Box annotations for photos:
*****

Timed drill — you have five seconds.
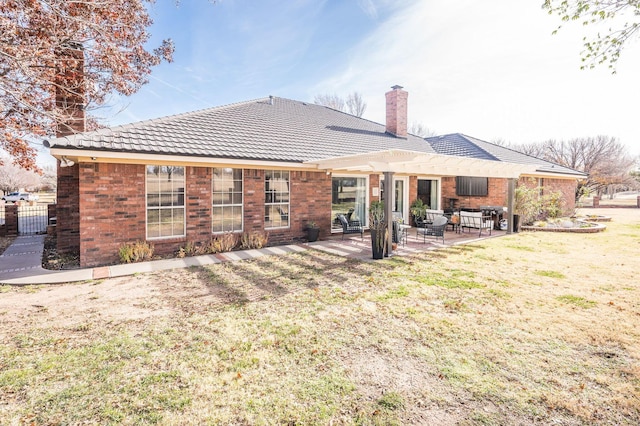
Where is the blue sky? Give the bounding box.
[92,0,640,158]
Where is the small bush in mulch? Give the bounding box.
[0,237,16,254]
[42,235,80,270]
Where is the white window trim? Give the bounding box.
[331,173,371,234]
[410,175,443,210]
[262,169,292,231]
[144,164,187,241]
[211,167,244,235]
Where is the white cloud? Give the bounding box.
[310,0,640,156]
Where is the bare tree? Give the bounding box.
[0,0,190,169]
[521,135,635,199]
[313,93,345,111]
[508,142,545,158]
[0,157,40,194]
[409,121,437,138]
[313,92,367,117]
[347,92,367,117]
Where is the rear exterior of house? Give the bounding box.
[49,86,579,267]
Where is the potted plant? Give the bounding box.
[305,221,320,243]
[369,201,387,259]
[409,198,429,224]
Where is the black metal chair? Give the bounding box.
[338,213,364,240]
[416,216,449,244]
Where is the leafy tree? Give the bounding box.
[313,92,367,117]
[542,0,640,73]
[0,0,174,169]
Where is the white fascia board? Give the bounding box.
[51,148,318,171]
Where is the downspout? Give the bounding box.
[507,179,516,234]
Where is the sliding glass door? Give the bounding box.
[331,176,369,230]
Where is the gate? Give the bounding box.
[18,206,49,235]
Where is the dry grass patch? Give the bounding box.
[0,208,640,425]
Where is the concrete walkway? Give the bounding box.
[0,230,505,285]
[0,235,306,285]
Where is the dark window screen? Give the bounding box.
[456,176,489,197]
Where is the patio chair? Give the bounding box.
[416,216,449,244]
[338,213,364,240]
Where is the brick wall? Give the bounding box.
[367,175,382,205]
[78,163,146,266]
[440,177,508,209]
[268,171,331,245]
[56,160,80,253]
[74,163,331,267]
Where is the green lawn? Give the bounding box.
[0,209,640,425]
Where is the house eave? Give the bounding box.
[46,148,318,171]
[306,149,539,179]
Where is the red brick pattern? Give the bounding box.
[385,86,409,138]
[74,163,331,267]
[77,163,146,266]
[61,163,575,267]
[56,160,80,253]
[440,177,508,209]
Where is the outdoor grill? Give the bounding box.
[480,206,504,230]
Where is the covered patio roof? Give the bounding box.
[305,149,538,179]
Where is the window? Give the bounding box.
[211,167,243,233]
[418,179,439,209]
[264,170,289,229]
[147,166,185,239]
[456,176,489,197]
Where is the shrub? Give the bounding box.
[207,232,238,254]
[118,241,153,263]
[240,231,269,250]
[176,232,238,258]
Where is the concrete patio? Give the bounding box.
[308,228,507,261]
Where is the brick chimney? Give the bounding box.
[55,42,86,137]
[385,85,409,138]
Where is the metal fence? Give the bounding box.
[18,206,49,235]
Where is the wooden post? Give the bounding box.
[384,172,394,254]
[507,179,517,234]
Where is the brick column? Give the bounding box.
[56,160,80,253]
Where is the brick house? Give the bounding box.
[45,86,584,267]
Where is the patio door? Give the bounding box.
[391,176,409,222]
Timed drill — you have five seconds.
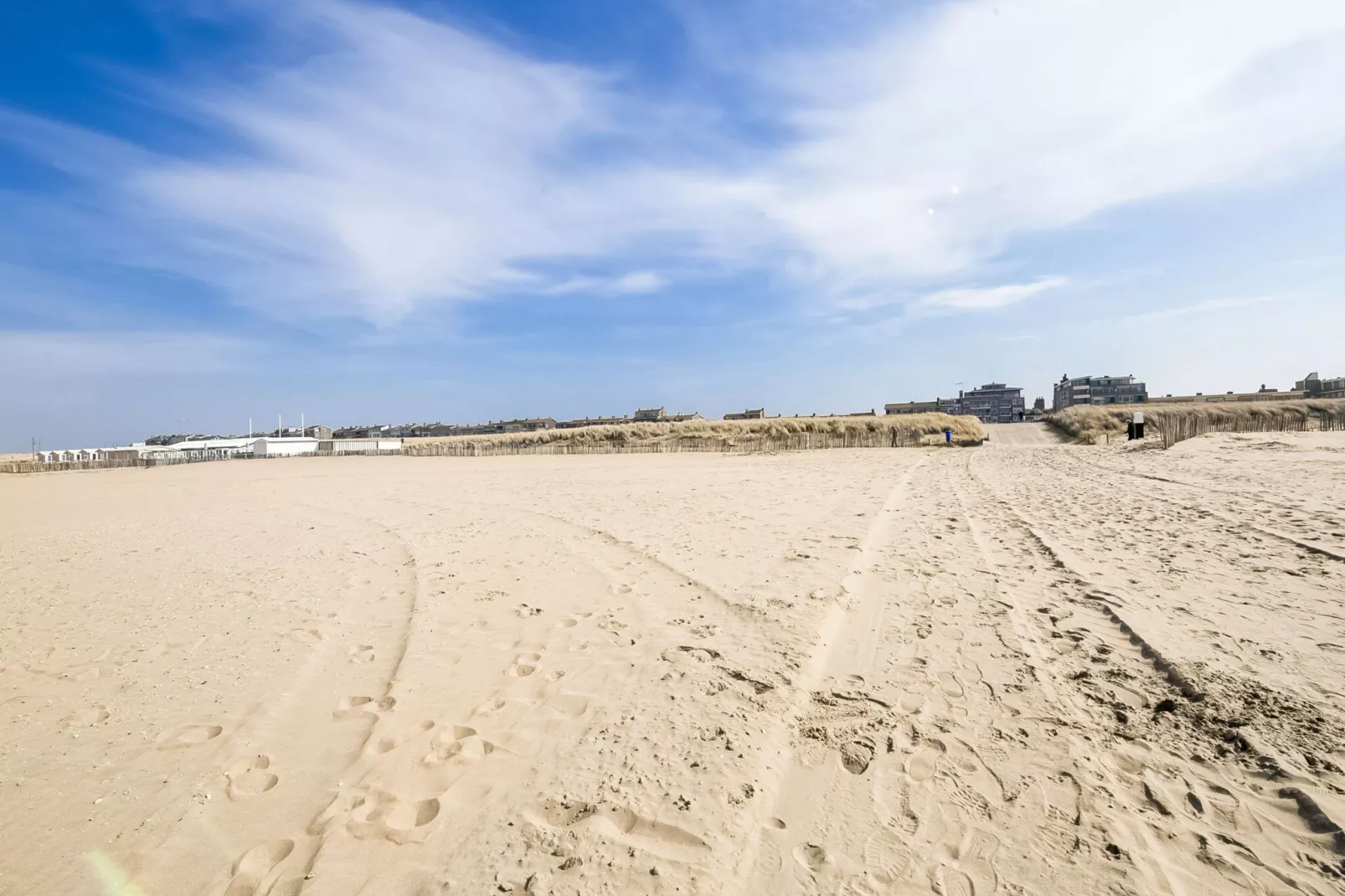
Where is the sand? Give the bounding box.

*****

■ **Instructions for the task**
Starting with the line containing "Where is the window? Give the bounding box." and going through the end of the material, write out every line again, requests included, but multiply each bounding-box coordinate in the answers by 1.2 and round to a whole number, with halves rounded up. Leave the pictures out.

■ **Solution**
Where is the window? Give the bounding box.
[253,200,292,280]
[502,215,527,251]
[317,204,347,275]
[176,199,222,287]
[547,211,587,236]
Where is the shrub? Give the bounding box.
[248,278,286,305]
[142,289,184,316]
[288,277,323,300]
[211,278,286,310]
Where is the concrete patio? Give the bounding box.
[370,274,608,313]
Where is the brick chimney? Give the bounding box.
[66,50,103,164]
[462,102,491,166]
Where is the metal fence? Give the bounding box.
[22,247,59,282]
Where is the wooden post? Give the bounding box.
[461,206,473,305]
[608,215,620,281]
Where is the brick column? Give the bounding box.
[67,192,96,304]
Where is the brick house? Give the bounding box.
[54,103,701,320]
Where is the patio door? Give the bounding box.
[469,211,491,266]
Timed drill — you have five seconds.
Where is the sand? Give the bounding box.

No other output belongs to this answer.